:: TEXT FOR ANALYSIS ::
******
It seems as though changes in our industry are coming fast and furious now. The implementation of the Affordable Care Act (ACA) has resulted in an increased scrutiny of our processes. With a larger focus on audits and overpayments, we are facing a future with a much different payment landscape – including bundled payment programs based on clinical outcomes.
The onus is on skilled nursing providers and others in the LTPAC sector to substantiate clinical outcomes through data analytics. Examples would include hospital readmission rates and other quality measures. LTPAC providers need to prove their worthiness of inclusion into preferred partnerships such as ACOs or bundled payment programs. Only the strong will survive. To do so in this new environment, providers need to look to their systems and processes from a fundamental perspective. It’s time to go back to basics.
Federal Audit Programs
Federal audit programs such as RA, ZPIC, etc. are all looking at algorithm based analytics to determine if providers were improperly paid. Of course, the majority of findings indicate that billions of dollars were overpaid, not underpaid. The reasons for overpayment relate directly to processes at the provider level. These include documentation of medical necessity and in support of continued need for care. In addition, the care provided should be documented according to the established guidelines that portray the story of the resident’s care, progress and outcomes. Documentation should be consistent between nursing, therapy and essentially all disciplines. We have to ask ourselves “How confident are we in our documentation?” Are we relying too much on hospital transfer information in order to properly assign diagnoses? Do we completely review our claims prior to submission to payers to check for billing errors? Are we completing a Triple Check? The Triple Check process, when done correctly, requires us to validate everything from simple demographics to more complex clinical assessment information such as the reason for the Minimum Data Set (MDS) assessment. Does nursing documentation support the need for therapy services?
Documentation for an Audit
Providers must prove, through documentation alone, not just the need for skilled services but that the care provided has improved the patient’s overall well-being and physical function, from start of care through discharge. Additionally, providers are required to gather information to support billing of services, and to prove due diligence in regards to determining payment sources and beneficiary eligibility. Providers have to ensure that physicians have not just ordered the skilled services but that they have certified and recertified the need for services within set time frames. Without this basic documentation, providers face delayed cash flow and increased labor to substantiate services, nonpayment or recoupment from negative post payment audit findings.
The Centers for Medicare and Medicaid Services (CMS) have been gathering and publishing results of the various federal audit programs mandated to determine if improper payments may have been made to providers, which points to deficiencies on the part of providers to meet documentation requirements. Putting an emphasis on a “Back to Basics” approach is the first step to aligning processes. Providers need to ask themselves, if we cannot properly demonstrate the requisite compliance to prove our services worthy of payment, how will we prove ourselves to be a desirable partner to other acute and post-acute care providers in this new world?
******
:: LISTED RECORDS ::
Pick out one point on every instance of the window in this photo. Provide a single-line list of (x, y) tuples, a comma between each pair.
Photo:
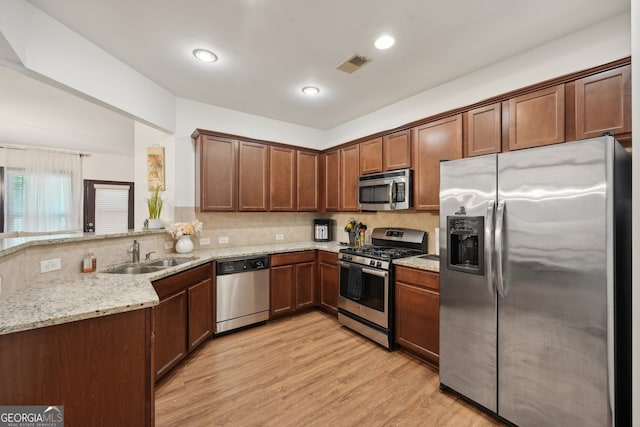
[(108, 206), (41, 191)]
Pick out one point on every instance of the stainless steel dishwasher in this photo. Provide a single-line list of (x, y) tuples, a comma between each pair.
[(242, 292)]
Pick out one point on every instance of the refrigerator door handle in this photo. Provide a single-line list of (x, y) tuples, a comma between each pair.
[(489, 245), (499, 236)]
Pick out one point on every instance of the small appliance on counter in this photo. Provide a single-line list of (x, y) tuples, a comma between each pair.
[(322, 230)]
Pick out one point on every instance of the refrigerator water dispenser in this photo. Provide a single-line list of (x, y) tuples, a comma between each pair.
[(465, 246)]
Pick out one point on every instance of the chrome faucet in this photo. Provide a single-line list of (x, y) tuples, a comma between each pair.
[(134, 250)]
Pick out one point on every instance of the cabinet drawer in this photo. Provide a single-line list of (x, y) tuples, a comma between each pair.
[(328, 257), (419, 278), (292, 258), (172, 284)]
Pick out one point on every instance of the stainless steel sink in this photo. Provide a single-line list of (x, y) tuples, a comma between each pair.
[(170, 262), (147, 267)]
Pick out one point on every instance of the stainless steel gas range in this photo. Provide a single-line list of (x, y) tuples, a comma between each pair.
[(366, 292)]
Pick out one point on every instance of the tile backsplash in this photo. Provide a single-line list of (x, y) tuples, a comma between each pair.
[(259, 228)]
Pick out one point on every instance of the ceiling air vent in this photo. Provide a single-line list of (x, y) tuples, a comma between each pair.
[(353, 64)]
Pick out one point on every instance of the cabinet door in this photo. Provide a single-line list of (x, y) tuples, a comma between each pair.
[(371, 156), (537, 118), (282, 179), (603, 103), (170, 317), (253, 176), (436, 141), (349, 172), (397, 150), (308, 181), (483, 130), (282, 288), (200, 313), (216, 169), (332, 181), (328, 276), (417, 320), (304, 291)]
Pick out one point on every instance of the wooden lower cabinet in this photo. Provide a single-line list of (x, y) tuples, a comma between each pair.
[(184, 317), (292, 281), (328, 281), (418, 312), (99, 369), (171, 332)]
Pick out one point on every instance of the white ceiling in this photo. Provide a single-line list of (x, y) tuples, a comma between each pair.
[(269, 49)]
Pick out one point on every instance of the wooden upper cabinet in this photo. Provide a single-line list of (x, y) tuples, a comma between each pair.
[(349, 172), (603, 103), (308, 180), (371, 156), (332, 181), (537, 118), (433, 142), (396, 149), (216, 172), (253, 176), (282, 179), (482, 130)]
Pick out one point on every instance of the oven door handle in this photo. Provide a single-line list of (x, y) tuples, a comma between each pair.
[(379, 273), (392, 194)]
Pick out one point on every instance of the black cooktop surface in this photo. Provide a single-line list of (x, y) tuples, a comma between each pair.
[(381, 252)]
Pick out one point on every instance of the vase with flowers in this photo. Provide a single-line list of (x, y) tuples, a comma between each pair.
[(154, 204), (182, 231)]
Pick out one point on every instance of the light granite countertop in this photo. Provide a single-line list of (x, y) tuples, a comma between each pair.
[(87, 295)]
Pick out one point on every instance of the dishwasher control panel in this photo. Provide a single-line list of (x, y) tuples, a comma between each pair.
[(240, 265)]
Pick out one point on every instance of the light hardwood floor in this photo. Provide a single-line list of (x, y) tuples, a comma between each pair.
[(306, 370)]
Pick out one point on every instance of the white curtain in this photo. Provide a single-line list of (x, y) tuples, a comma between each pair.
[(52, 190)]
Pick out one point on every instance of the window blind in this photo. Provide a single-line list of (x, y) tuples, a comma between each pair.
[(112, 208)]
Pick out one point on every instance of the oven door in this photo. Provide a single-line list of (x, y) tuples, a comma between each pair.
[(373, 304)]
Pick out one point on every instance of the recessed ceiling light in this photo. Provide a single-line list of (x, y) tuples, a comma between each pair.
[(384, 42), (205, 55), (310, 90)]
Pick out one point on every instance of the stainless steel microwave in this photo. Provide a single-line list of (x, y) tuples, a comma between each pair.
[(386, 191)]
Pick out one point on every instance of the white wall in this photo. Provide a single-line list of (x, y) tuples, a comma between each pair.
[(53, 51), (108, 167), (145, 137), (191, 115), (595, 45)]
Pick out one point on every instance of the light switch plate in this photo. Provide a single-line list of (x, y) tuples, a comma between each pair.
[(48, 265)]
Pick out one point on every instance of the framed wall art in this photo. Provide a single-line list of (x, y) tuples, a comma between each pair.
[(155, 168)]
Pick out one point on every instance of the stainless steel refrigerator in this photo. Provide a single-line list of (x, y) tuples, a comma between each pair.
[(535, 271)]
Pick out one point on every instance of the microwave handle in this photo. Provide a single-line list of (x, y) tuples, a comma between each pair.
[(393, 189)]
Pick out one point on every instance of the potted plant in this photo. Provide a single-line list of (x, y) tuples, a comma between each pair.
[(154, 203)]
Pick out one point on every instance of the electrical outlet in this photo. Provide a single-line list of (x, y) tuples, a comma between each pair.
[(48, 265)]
******
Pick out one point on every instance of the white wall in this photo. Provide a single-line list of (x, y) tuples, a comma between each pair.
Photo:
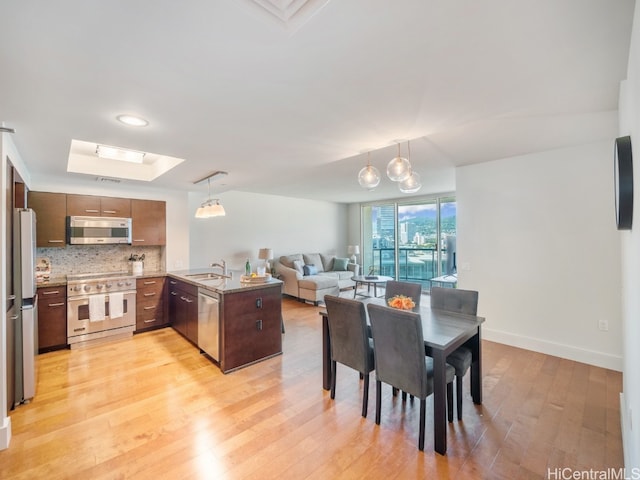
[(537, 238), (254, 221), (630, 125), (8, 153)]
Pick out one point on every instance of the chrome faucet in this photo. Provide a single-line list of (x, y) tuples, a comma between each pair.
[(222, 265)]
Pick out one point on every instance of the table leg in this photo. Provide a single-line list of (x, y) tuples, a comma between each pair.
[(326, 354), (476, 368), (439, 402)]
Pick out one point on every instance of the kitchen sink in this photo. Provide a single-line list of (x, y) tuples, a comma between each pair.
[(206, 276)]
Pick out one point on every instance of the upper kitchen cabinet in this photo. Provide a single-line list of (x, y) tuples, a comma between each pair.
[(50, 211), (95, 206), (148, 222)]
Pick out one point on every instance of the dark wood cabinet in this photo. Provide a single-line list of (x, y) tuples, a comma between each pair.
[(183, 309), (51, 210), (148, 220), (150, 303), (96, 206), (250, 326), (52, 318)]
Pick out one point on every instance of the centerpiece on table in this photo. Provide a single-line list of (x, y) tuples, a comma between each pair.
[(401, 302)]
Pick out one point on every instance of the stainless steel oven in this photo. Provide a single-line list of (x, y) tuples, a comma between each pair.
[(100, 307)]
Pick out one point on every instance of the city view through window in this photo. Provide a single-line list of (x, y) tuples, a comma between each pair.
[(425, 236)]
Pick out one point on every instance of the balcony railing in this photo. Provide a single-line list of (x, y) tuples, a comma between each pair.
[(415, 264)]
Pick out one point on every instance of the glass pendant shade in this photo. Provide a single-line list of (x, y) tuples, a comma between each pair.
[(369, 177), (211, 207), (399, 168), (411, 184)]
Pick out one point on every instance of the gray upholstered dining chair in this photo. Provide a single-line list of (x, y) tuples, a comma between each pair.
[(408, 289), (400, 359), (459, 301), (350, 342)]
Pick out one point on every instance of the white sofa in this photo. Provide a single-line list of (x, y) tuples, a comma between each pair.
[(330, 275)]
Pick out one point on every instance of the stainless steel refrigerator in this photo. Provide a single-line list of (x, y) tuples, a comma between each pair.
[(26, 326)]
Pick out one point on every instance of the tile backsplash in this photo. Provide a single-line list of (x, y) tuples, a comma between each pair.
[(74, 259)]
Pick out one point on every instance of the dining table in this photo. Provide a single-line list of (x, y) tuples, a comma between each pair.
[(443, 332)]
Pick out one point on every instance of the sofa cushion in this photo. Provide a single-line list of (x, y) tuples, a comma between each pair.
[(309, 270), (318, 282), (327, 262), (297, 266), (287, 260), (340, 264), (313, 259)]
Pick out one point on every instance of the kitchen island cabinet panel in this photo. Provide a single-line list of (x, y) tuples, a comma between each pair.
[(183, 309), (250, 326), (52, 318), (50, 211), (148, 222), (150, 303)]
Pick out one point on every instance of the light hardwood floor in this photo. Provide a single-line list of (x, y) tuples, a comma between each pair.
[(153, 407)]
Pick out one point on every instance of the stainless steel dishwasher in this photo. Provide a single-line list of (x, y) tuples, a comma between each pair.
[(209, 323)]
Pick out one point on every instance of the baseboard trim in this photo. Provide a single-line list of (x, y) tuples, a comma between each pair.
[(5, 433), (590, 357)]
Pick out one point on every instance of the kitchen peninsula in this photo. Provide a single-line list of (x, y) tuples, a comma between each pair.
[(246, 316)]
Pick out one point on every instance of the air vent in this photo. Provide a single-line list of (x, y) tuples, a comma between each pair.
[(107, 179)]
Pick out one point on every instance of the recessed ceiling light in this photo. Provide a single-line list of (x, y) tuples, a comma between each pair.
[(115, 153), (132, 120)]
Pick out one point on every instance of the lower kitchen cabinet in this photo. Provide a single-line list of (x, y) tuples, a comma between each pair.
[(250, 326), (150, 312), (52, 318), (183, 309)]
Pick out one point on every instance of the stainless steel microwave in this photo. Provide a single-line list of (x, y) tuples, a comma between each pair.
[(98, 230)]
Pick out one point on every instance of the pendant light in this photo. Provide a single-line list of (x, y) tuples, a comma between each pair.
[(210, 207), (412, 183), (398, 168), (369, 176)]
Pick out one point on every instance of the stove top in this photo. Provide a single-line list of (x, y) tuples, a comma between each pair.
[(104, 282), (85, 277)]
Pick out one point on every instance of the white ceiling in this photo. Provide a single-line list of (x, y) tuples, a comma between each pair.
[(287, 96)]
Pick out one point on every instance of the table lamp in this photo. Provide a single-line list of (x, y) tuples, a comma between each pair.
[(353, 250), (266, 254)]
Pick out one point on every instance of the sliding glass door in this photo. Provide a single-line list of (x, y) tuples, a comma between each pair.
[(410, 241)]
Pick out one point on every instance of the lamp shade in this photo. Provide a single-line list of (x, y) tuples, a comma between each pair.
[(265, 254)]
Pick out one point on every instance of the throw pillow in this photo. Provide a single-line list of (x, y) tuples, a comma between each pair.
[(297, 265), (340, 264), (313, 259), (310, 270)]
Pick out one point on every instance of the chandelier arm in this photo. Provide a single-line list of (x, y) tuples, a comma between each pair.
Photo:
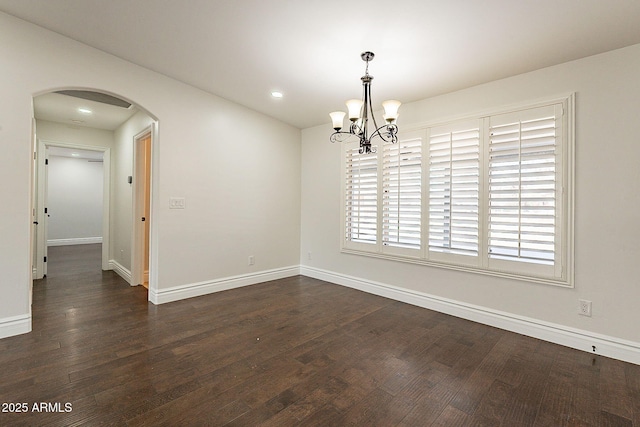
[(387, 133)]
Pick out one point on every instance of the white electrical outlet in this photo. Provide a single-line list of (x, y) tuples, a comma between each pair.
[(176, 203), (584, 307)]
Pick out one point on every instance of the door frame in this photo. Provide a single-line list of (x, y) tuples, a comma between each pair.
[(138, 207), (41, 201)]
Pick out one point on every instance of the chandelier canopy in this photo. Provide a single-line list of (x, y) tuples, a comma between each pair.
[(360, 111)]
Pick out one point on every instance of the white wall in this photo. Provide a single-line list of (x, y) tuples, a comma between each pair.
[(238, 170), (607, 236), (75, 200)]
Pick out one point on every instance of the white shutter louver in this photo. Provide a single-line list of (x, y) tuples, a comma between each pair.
******
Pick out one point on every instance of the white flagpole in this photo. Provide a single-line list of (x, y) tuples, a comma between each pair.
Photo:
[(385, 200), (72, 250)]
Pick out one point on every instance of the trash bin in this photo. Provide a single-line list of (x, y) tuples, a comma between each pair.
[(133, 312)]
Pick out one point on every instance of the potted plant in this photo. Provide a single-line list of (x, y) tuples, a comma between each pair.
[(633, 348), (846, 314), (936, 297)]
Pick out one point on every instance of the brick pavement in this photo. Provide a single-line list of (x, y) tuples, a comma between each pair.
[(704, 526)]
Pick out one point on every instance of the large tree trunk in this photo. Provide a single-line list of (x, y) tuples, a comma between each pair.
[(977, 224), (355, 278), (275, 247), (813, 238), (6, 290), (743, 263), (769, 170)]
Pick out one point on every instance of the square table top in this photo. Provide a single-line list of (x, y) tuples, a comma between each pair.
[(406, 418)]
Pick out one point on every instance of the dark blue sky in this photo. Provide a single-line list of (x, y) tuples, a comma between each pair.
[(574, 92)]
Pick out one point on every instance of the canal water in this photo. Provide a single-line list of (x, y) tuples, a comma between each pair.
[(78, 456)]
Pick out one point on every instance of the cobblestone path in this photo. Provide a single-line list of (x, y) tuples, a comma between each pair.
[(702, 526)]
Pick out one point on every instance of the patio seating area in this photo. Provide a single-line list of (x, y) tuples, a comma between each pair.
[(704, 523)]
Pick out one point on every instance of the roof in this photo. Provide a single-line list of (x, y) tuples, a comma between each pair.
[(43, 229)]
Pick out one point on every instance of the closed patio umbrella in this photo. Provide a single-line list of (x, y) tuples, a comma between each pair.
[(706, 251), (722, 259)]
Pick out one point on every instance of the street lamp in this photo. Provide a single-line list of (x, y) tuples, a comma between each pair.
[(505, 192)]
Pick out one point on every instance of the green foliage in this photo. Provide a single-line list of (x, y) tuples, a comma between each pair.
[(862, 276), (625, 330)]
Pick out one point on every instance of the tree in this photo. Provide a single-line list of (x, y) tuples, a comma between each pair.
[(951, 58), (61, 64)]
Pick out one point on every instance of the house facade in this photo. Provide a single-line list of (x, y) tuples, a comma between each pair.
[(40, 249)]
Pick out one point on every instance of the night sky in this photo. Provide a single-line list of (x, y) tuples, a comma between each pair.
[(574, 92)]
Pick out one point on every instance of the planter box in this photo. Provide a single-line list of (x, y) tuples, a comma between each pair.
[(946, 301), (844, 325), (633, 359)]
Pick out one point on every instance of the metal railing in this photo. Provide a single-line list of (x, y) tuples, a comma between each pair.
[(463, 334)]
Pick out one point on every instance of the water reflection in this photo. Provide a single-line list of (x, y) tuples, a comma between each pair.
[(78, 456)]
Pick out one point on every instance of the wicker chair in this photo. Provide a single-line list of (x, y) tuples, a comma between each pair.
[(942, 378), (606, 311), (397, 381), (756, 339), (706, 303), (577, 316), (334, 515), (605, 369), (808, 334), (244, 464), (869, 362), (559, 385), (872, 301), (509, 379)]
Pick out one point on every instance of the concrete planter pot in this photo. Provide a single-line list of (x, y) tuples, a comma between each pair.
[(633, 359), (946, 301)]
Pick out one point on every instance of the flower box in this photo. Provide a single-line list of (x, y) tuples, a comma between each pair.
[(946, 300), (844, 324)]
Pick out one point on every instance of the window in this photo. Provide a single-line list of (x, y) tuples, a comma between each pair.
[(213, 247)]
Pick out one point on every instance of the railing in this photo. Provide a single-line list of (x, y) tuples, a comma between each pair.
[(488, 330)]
******
:: PROMPT ::
Quote the article on audits and documentation word for word, beginning at "It seems as" and ending after "on clinical outcomes.". The material has nothing to do with the article on audits and documentation.

:: SOLUTION TO THIS EXERCISE ::
It seems as though changes in our industry are coming fast and furious now. The implementation of the Affordable Care Act (ACA) has resulted in an increased scrutiny of our processes. With a larger focus on audits and overpayments, we are facing a future with a much different payment landscape – including bundled payment programs based on clinical outcomes.